Given request A: Convert the records, from the start of the records through the line holding "889 299 974 427", into a numbered list. Leave out blank lines.

======== Quoted text

The result is an AST that look something like:
DefaultFormulaParser().get_ast("y ~ a + b:c")
<ASTNode ~: [y, <ASTNode +: [<ASTNode +: [1, a]>, <ASTNode :: [b, c]>]>]>
Evaluation¶
Now that we have the AST, we can readily evaluate it to generate the Term
instances we need to pass to our Formula
constructor. For example:
terms = DefaultFormulaParser(include_intercept=False).get_terms("y ~ a + b:c")
terms
.lhs: {y} .rhs: {a, b:c}
Formula(terms)
.lhs: y .rhs: a + b:c
Of course, manually building the terms and passing them to the formula
constructor is a bit annoying, and so instead we allow passing the string
directly to the Formula
constructor; and allow you to override the default
parser if you so desire (though 99.9% of the time this wouldn't be necessary).
Thus, we can generate the same formula from above using:
Formula("y ~ a + b:c", _parser=DefaultFormulaParser(include_intercept=False))
.lhs: y .rhs: a + b:c
Materialization¶
Once you have Formula
instance, the next logical step is to use it to
materialize a model matrix. This is usually as simple passing the raw data as
an argument to .get_model_matrix()
:
import pandas
data = pandas.DataFrame({"a": [1,2,3], "b": [4,5,6], "c": [7, 8, 9], "A": ["a", "b", "c"]})
Formula("a + b:c").get_model_matrix(data)
Intercept | a | b:c | |
---|---|---|---|
0 | 1.0 | 1 | 28 |
1 | 1.0 | 2 | 40 |
2 | 1.0 | 3 | 54 |
Just as for formulae, the model matrices can be structured, and will be structured in the same way as the original formula. For example:
Formula("a", group="b+c").get_model_matrix(data)
root: Intercept a 0 1.0 1 1 1.0 2 2 1.0 3 .group: b c 0 4 7 1 5 8 2 6 9
Under the hood, both of these calls have looked at the type of the data
(pandas.DataFrame
here) and then looked up the FormulaMaterializer
associated with that type (PandasMaterializer
here), and then passed the
formula and data along to the materializer for materialization. It is also
possible to request a specific output type that varies by materializer
(PandasMaterializer
supports "pandas", "numpy", and "sparse"). If one is not
selected, the first available output type is selected for you. Thus, the above
code is equivalent to:
from formulaic.materializers import PandasMaterializer
PandasMaterializer(data).get_model_matrix(Formula("a + b:c"), output="pandas")
Intercept | a | b:c | |
---|---|---|---|
0 | 1.0 | 1 | 28 |
1 | 1.0 | 2 | 40 |
2 | 1.0 | 3 | 54 |
The return type of .get_model_matrix()
is either a ModelMatrix
instance if
the original formula was unstructured, or a ModelMatrices
instance that is
just a structured container for ModelMatrix
instances. However, ModelMatrix
is an ObjectProxy
subclass, and so it also acts like the type of object requested. For example:
import numpy
from formulaic import ModelMatrix
mm = Formula("a + b:c").get_model_matrix(data, output="numpy")

================
======== Exercise material

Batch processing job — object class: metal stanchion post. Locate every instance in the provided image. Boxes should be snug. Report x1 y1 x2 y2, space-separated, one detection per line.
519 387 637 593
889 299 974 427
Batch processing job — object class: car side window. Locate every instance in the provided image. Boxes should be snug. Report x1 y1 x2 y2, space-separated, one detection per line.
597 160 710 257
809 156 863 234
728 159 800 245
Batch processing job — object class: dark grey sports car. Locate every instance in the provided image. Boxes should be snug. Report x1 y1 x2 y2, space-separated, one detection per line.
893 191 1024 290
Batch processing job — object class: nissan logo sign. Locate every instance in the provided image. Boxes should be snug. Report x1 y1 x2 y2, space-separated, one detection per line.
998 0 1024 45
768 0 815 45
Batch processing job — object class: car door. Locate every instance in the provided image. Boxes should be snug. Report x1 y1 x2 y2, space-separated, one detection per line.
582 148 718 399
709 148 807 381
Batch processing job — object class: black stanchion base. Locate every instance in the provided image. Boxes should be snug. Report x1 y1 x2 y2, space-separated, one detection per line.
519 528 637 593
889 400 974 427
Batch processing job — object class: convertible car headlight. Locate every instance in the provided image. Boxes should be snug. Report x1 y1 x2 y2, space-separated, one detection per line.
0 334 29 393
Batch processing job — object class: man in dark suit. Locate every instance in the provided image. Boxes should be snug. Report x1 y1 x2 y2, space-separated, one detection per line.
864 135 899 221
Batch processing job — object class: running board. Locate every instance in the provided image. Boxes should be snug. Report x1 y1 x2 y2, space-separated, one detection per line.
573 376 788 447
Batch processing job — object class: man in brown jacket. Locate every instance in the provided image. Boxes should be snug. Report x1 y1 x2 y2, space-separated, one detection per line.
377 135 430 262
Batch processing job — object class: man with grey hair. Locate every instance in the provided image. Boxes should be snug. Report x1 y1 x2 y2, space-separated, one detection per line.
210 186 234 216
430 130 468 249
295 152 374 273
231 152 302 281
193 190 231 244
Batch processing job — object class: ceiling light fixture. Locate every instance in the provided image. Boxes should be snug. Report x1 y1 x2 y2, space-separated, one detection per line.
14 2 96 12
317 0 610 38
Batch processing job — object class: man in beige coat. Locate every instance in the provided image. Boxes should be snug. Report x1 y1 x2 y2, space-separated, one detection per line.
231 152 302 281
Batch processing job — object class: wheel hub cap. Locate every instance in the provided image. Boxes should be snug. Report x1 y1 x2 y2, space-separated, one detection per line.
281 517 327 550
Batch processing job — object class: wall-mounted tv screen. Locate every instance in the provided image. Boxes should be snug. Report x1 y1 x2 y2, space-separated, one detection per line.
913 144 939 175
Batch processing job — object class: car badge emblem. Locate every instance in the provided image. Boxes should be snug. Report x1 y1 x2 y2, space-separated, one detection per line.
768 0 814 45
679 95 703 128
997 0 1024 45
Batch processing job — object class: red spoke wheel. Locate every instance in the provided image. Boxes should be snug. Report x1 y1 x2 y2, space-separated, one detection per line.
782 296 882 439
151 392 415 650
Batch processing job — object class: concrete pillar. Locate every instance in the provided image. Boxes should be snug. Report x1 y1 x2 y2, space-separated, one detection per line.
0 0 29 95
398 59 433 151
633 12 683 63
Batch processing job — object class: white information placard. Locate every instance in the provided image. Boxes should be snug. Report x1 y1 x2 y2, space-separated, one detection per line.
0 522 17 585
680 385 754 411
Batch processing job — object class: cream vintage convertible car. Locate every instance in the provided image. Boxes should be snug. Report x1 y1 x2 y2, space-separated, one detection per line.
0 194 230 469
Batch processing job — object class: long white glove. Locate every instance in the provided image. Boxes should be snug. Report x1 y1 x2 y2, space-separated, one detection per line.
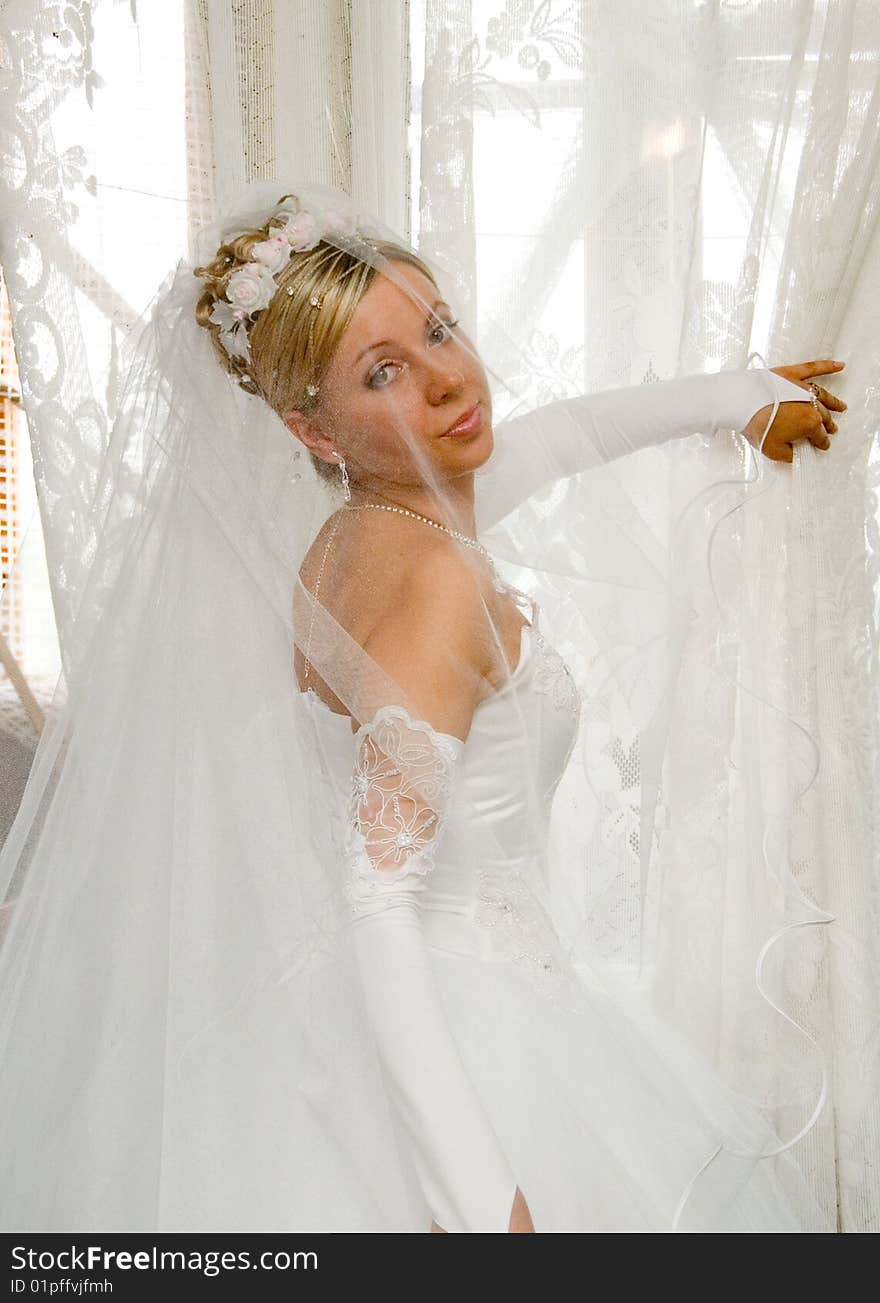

================

Given request B:
Answer these questions from the formula documentation above:
(i) How often, according to the documentation, would overriding the default parser be unnecessary?
(ii) Which output types does PandasMaterializer support?
(iii) Of what class is ModelMatrix a subclass?

Expected answer A:
1. Batch processing job — object class: metal stanchion post. Locate every instance in the provided image. Boxes should be snug. Report x1 y1 x2 y2, space-separated, one detection per line.
2. 519 387 637 593
3. 889 299 974 427

Expected answer B:
(i) 99.9% of the time
(ii) "pandas", "numpy", and "sparse"
(iii) ObjectProxy